**Short task**
Report each line of the material below that includes the word "beach" by copying that line in full.

**Data listing**
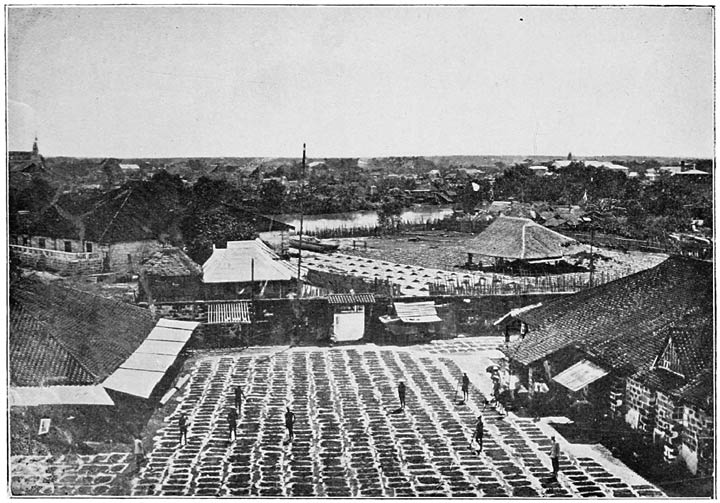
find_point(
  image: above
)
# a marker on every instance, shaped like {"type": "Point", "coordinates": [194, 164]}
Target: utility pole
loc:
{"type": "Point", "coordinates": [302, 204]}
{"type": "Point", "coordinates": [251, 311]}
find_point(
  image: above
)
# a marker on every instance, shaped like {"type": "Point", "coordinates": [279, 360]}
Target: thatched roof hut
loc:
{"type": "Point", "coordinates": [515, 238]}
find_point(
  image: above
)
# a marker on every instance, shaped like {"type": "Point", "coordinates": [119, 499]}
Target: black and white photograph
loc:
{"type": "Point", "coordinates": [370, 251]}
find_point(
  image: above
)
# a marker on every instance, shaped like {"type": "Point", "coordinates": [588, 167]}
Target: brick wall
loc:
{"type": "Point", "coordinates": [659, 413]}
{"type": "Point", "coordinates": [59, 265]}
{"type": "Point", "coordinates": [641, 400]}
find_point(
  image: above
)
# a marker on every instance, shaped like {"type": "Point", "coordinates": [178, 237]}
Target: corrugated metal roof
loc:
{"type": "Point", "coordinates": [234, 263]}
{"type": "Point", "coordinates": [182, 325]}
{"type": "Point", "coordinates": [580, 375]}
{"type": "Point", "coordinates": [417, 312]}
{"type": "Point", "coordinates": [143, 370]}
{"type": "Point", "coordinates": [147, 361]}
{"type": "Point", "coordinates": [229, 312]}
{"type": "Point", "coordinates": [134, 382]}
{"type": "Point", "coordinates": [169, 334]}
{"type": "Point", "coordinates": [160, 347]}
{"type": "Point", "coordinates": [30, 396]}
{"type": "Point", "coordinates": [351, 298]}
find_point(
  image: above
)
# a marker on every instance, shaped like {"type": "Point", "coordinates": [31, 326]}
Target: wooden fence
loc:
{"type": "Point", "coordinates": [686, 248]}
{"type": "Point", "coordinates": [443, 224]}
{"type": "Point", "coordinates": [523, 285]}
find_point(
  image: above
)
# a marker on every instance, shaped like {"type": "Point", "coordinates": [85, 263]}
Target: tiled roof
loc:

---

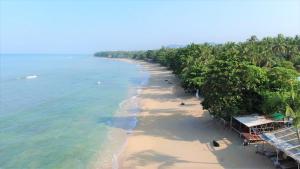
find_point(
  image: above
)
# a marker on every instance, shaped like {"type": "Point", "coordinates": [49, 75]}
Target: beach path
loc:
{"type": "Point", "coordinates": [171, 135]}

...

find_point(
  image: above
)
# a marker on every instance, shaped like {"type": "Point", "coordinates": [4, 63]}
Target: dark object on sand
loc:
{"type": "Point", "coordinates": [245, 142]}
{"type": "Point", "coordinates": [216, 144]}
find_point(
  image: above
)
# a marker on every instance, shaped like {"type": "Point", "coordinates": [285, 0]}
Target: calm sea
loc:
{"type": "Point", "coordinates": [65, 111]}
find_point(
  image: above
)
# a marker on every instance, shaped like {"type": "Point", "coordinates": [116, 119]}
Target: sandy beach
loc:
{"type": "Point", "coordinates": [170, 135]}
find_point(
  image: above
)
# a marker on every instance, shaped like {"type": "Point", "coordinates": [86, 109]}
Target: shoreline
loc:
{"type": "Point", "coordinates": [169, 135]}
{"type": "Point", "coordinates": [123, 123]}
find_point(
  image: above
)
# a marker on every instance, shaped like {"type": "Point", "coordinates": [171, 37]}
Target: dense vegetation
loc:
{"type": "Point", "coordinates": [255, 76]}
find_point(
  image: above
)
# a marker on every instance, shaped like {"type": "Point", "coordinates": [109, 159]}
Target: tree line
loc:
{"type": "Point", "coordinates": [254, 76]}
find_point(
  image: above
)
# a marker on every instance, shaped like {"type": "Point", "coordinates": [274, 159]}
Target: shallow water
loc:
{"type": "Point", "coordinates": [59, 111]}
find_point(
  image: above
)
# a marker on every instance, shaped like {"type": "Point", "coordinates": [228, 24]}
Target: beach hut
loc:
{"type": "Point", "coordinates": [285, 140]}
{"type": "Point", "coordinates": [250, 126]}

**Exercise answer**
Target: beach path
Target: sandy beach
Target: beach hut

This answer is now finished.